- EXERCISE GOAL
Find the lines below in which the string "rear" occurs. Copy each one.

╭──

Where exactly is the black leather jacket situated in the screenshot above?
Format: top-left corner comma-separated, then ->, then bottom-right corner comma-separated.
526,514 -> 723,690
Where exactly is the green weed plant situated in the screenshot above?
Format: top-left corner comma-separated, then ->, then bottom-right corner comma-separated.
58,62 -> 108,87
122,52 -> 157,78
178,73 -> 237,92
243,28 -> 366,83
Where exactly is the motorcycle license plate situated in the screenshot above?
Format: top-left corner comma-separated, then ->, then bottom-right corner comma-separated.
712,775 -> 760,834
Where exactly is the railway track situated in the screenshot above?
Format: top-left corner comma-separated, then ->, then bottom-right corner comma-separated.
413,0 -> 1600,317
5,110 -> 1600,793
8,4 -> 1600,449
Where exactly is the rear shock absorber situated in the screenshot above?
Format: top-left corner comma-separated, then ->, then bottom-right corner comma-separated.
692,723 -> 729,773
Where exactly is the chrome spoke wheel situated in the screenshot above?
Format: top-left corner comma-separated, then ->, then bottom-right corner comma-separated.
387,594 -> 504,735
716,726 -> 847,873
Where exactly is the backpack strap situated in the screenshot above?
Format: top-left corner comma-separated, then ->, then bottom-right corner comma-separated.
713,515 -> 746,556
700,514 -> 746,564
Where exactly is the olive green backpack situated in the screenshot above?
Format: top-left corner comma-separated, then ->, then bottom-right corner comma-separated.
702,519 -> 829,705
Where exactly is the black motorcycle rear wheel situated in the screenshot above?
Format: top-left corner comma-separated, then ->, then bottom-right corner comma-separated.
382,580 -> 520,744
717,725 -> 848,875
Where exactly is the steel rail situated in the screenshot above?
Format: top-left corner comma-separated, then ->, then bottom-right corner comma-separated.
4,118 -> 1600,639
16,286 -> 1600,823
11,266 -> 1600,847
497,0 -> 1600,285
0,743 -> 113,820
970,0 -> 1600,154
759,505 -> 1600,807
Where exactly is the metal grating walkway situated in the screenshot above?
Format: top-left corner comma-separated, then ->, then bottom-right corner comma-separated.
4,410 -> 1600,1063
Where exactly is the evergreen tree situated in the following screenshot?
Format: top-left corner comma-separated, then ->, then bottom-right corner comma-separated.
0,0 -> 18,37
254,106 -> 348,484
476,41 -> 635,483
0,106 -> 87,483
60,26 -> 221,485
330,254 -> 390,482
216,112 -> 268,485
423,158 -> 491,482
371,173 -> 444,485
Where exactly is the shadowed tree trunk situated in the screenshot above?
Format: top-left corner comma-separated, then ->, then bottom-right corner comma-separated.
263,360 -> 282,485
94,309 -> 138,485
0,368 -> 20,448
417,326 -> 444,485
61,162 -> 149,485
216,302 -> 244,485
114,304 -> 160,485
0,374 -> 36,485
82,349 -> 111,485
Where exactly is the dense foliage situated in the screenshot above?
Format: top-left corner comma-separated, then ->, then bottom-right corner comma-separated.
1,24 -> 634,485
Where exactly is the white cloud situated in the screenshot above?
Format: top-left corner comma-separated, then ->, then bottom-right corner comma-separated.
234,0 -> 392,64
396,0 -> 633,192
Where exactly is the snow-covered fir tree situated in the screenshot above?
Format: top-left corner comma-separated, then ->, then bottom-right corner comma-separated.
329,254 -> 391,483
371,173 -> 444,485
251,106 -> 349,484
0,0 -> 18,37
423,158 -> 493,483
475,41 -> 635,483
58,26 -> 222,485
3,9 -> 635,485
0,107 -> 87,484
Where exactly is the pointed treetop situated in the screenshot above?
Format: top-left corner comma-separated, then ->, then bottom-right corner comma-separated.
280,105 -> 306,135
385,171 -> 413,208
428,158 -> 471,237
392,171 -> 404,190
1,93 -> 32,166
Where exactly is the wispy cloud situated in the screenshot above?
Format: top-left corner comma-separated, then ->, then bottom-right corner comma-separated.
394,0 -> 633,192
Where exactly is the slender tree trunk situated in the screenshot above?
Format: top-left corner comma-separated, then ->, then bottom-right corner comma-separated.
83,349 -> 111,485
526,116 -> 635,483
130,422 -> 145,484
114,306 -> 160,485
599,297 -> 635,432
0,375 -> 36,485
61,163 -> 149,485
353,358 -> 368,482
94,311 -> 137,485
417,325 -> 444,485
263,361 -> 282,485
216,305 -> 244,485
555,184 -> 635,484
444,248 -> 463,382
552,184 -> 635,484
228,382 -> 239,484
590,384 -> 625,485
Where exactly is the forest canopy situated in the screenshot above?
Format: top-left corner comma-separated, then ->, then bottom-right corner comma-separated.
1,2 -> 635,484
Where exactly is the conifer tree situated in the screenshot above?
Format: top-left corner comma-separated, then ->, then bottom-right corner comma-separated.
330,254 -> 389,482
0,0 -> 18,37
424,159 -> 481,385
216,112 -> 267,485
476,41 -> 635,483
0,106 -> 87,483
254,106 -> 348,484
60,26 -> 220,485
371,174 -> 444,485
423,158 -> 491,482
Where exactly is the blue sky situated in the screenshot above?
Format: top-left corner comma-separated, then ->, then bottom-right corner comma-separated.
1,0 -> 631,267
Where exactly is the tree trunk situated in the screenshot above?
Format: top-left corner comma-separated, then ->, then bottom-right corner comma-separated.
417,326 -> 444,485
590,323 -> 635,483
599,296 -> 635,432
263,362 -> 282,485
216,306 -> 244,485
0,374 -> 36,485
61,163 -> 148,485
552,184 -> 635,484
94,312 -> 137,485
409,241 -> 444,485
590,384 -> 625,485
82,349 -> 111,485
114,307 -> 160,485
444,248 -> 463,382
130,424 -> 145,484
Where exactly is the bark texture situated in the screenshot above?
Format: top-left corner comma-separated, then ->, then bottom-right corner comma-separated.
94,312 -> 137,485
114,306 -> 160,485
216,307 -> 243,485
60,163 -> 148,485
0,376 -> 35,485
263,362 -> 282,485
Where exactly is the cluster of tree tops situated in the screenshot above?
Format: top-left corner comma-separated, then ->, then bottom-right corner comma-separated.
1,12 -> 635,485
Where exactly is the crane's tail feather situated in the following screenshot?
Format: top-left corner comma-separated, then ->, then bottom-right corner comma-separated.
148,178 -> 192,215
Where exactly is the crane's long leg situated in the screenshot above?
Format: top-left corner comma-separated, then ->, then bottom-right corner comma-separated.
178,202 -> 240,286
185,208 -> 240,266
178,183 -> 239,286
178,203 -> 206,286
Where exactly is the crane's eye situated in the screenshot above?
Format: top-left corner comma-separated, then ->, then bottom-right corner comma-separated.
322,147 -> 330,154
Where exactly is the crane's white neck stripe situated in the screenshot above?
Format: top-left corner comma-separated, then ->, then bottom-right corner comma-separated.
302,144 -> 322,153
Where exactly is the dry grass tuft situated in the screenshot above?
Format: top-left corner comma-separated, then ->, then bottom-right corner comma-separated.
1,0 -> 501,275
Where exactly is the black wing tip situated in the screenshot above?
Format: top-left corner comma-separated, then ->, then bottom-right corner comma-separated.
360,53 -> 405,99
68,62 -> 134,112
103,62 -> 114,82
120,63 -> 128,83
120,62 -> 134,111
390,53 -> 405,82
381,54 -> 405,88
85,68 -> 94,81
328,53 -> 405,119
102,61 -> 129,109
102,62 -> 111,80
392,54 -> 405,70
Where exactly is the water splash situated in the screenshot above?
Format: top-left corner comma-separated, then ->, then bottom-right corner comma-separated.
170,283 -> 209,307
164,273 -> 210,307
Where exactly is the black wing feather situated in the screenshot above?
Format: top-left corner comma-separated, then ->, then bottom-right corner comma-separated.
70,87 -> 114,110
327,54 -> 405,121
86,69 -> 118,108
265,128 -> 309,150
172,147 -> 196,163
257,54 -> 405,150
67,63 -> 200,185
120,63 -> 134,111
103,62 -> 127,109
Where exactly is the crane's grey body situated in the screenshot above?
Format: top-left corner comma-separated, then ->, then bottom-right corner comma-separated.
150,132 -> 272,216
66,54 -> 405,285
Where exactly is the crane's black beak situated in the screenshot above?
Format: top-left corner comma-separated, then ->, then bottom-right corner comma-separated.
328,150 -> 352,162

╰──

- FINISHED EXERCISE
Where exactly is the rear shock absorber situated in the screenshot above?
Where exactly is the black motorcycle rear wheel situated in the screenshot above?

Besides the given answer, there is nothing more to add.